## DOCUMENT SECTION
▽
In summary, our main contributions are as follows: (1) we propose a deep Siamese-type network-based approach for texture synthesizability assessment, which allows for end-to-end optimization for feature extraction, fusion, and regression; (2) we offer a recommendation mechanism for suggesting the best-matched synthesis algorithm; (3) such a methodology could also be considered for other texture analysis, such as the synthesizability of nonstationary textures.
2. Related Work
2.1. Example-Based Texture Synthesis
Over the recent two decades, a great deal of work is presented on example-based texture synthesis. A detailed survey could be referred to in [19]. The dominant approaches are patch-based algorithms [20–22] due to their more superior quality and performance and thus still the most popular methods for texture synthesis util now. One of the most representative works is the Quilting algorithm [20]. It generates the new textures by copying the whole patches from the input one at a time. Then, Kwatra et al. [21] generalize the uniform patch sizes to arbitrarily shaped patches which are determined entirely by performing a minimum cost graphcut. By using a fast randomized patch search strategy, Barnes et al. propose the PatchMatch algorithm [23], which successfully accelerates this family of work and has been extended to various graphics and vision tasks, such as image melding [24] and large-scale texture synthesis [22]. However, these classical example-based approaches are unable to reproduce good outputs for textures with large-scale structures and/or inhomogeneity, which violate the assumption of Markov Random Field (MRF). Therefore, some guidance control methods [25, 26] are shown to be effective in middle scale, large-scale, and inhomogeneous textures.
△
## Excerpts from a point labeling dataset
▽
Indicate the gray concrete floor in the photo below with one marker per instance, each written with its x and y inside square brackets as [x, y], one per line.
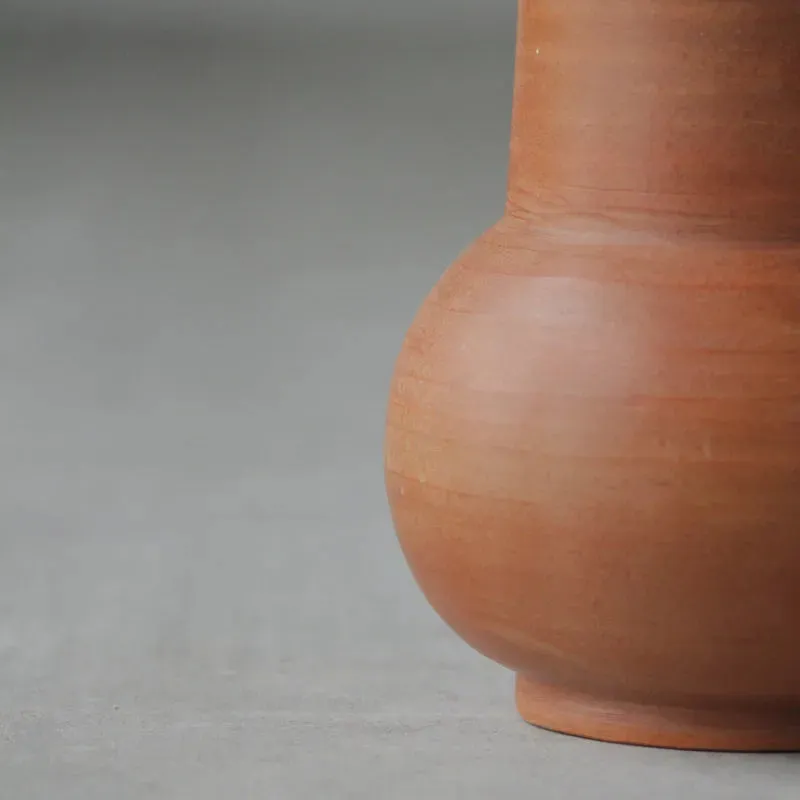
[209, 252]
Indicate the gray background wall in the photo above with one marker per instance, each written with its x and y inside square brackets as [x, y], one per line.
[245, 13]
[210, 248]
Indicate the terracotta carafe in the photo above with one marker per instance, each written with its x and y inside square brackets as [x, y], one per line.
[593, 447]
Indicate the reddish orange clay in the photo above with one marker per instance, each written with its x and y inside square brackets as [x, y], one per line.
[593, 447]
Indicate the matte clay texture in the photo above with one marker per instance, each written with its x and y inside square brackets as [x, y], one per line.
[593, 434]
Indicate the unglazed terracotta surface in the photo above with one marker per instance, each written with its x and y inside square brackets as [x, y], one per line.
[593, 447]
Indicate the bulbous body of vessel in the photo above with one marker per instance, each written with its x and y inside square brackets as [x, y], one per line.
[593, 443]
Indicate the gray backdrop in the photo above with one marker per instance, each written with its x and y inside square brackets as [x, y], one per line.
[269, 13]
[210, 247]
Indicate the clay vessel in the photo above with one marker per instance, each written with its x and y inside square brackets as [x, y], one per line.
[593, 448]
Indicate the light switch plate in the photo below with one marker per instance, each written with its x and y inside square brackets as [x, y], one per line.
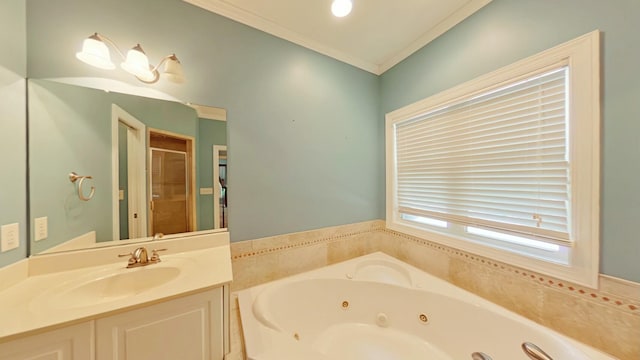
[41, 228]
[206, 191]
[10, 235]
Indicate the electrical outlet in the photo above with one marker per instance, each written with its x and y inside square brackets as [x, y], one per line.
[41, 228]
[10, 235]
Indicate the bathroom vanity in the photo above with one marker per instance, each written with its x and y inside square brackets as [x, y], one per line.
[85, 305]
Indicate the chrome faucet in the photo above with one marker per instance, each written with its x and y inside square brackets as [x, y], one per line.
[480, 356]
[140, 257]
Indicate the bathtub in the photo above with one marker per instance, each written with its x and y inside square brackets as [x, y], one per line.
[376, 307]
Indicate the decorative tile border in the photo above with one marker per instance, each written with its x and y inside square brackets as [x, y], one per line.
[287, 242]
[307, 238]
[623, 303]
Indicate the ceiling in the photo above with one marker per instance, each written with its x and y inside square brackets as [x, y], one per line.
[377, 34]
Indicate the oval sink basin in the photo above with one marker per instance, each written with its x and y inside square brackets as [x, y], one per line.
[112, 286]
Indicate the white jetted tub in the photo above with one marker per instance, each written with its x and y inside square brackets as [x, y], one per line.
[376, 307]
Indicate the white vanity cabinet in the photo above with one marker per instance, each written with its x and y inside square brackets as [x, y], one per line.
[189, 327]
[68, 343]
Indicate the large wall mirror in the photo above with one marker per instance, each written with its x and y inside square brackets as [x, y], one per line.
[107, 166]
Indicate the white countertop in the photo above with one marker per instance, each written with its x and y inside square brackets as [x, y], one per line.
[29, 305]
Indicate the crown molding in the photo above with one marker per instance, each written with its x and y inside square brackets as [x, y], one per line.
[454, 19]
[235, 13]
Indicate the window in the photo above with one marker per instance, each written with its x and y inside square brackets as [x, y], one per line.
[506, 165]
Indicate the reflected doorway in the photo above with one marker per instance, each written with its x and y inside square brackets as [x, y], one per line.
[220, 191]
[128, 164]
[172, 180]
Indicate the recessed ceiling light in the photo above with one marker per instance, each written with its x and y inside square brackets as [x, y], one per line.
[341, 8]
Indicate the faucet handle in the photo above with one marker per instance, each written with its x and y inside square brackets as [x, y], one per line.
[154, 255]
[132, 258]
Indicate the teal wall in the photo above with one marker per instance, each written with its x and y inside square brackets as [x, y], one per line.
[70, 130]
[210, 132]
[507, 30]
[304, 148]
[13, 124]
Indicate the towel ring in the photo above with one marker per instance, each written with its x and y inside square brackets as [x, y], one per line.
[73, 177]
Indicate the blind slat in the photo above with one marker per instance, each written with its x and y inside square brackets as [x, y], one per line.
[498, 160]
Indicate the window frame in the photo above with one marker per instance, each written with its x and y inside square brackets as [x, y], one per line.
[583, 58]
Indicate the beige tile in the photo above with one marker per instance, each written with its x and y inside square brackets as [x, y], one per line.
[350, 247]
[254, 270]
[241, 248]
[601, 326]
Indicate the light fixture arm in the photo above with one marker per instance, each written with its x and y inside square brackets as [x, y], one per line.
[164, 59]
[95, 52]
[103, 38]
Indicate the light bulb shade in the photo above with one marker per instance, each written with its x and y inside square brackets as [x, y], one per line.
[341, 8]
[173, 70]
[95, 53]
[137, 64]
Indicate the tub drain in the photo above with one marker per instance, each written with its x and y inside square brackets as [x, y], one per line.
[382, 320]
[423, 318]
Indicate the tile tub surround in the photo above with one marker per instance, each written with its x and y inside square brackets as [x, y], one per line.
[607, 318]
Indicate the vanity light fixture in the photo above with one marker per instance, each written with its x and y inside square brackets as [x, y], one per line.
[341, 8]
[95, 52]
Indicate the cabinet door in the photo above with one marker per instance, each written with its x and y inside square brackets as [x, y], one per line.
[184, 328]
[68, 343]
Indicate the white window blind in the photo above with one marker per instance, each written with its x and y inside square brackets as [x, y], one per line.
[498, 160]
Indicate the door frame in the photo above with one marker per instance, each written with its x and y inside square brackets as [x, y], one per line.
[216, 184]
[191, 172]
[136, 170]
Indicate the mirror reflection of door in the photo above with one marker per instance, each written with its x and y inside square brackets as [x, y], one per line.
[220, 191]
[171, 174]
[129, 198]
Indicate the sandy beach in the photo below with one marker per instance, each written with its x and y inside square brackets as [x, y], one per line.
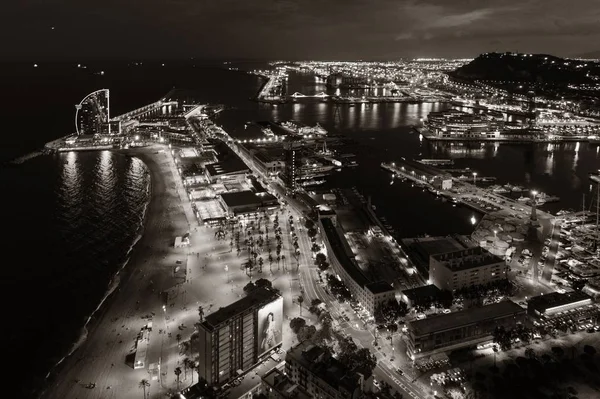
△
## SET TASKS
[a] Print the portion of the texture synthesis passage starting at "In summary, our" and ending at "of nonstationary textures.".
[b] Answer these questions using the texture synthesis passage:
(i) Who proposed the PatchMatch algorithm?
(ii) Which algorithm does the passage call one of the most representative works?
(iii) What does the second listed contribution offer?
[c] Please go on with the texture synthesis passage from its last sentence.

## ANSWERS BELOW
[a]
In summary, our main contributions are as follows: (1) we propose a deep Siamese-type network-based approach for texture synthesizability assessment, which allows for end-to-end optimization for feature extraction, fusion, and regression; (2) we offer a recommendation mechanism for suggesting the best-matched synthesis algorithm; (3) such a methodology could also be considered for other texture analysis, such as the synthesizability of nonstationary textures.

[b]
(i) Barnes et al.
(ii) The Quilting algorithm.
(iii) A recommendation mechanism for suggesting the best-matched synthesis algorithm.

[c]
With the fast development of deep learning techniques, approaches based on deep neural networks have also been raised in the field of texture and image synthesis. The pioneering work was conducted by Gatys et al. [27]. Moreover, they extend their work to the artistic style transfer task [28] by adding a content loss to the Gram-based style loss. Recently, Generative Adversarial Networks (GANs) [29] have been employed directly to perform texture synthesis and style transfer [30–34], but many of them are trained for a specific texture. For instance, the work in [32] is mainly limited to periodic textures; the method presented in [33] shows promising results for nonstationary textures; Hertz et al. [34] use deep GANs for geometric texture synthesis. Meanwhile, this technique has been also transferred to other related tasks, including textureGAN [35], texture mixer [36], tileGAN [37], and loss study for texture synthesis [38].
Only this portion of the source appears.